**Direction:**
Please write out the records below again, substituting "flat stone slab" for "flat rock slab" and changing nothing else.
═════ Data excerpts
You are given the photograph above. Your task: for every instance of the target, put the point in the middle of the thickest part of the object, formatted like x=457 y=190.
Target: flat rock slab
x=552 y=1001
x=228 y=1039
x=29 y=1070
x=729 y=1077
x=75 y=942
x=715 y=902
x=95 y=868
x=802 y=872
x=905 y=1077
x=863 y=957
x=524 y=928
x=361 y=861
══════════
**Complete answer:**
You are given the photograph above. Your task: for every instance of the target, put the point in the middle of the thickest part of the object, formatted like x=457 y=190.
Target: flat stone slab
x=552 y=1001
x=228 y=1039
x=29 y=1070
x=729 y=1077
x=75 y=942
x=715 y=902
x=95 y=868
x=802 y=872
x=905 y=1077
x=863 y=957
x=524 y=928
x=361 y=861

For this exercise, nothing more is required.